### What the task requires
All that is wanted is an exact copy of the line containing "Flashcard task. Put a dot on each instance of the rocky" and the lines after it, through the end of the records.

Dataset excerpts
++++++++

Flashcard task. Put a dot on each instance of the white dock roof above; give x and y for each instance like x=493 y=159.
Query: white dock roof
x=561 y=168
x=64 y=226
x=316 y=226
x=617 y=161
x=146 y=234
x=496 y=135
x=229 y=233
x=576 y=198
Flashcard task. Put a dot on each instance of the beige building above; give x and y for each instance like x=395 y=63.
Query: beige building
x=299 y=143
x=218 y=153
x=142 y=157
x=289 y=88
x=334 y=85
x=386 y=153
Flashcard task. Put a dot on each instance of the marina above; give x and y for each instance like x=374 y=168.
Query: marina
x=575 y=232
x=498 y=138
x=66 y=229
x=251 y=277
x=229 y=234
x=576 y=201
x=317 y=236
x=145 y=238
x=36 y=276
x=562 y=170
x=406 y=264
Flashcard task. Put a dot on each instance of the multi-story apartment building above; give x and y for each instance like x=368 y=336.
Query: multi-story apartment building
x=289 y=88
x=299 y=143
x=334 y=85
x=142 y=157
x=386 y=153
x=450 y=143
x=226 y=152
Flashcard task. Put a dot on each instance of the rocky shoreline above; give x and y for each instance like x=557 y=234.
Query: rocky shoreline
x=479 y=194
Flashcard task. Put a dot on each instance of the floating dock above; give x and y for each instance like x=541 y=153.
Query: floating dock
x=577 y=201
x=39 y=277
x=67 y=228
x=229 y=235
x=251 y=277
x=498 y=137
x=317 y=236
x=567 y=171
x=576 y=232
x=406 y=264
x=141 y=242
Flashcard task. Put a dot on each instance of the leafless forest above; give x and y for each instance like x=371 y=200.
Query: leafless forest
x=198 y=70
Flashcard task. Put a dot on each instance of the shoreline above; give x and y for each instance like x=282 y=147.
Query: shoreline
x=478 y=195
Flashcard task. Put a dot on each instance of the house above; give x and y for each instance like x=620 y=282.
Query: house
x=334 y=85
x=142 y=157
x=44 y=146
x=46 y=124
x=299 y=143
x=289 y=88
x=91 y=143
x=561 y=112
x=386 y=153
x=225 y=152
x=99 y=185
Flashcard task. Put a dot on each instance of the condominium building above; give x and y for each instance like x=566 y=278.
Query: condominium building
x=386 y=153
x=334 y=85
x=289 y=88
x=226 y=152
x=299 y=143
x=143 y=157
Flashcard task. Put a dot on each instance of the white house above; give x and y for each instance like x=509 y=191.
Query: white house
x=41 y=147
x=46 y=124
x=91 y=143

++++++++

### Problem solution
Flashcard task. Put a dot on each instance of the rocky shoreline above; give x and y for each instance like x=557 y=234.
Query: rocky shoreline
x=479 y=194
Flashcard task. Put a dot on each instance of the floating dock above; give x and y for each instance like x=541 y=153.
Query: floating dock
x=577 y=201
x=39 y=277
x=67 y=228
x=229 y=235
x=251 y=277
x=498 y=137
x=317 y=236
x=567 y=171
x=576 y=232
x=406 y=264
x=141 y=242
Flashcard task. Put a dot on each instance of the leafless forest above; give x and y for each instance like x=371 y=200.
Query: leafless forest
x=198 y=70
Flashcard task. Put a dot on each instance of the shoreline above; give x and y for each instance like x=282 y=147.
Query: shoreline
x=478 y=195
Flashcard task. Put a dot on each instance of the house above; give x and y for each instance like x=620 y=282.
Query: house
x=334 y=85
x=142 y=157
x=44 y=146
x=46 y=124
x=299 y=143
x=289 y=88
x=91 y=143
x=561 y=112
x=386 y=153
x=225 y=152
x=99 y=185
Flashcard task. Put a dot on each instance of the condominium building above; give x and y for each instance like x=566 y=278.
Query: condominium building
x=386 y=153
x=334 y=85
x=289 y=88
x=226 y=152
x=299 y=143
x=143 y=157
Flashcard task. Put a dot on each instance of the white house above; give x and y for each instance like x=509 y=191.
Query: white house
x=41 y=147
x=46 y=124
x=91 y=143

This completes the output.